What to work on:
Your response should consist of the data that follows, repeated in full without alteration.

[Dataset excerpts]
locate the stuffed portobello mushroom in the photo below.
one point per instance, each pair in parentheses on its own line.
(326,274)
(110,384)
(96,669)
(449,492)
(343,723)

Solution for this exercise:
locate the stuffed portobello mushroom in the photo below.
one point per instance, each pair in parentheses on its own line.
(326,274)
(110,384)
(96,669)
(449,492)
(343,723)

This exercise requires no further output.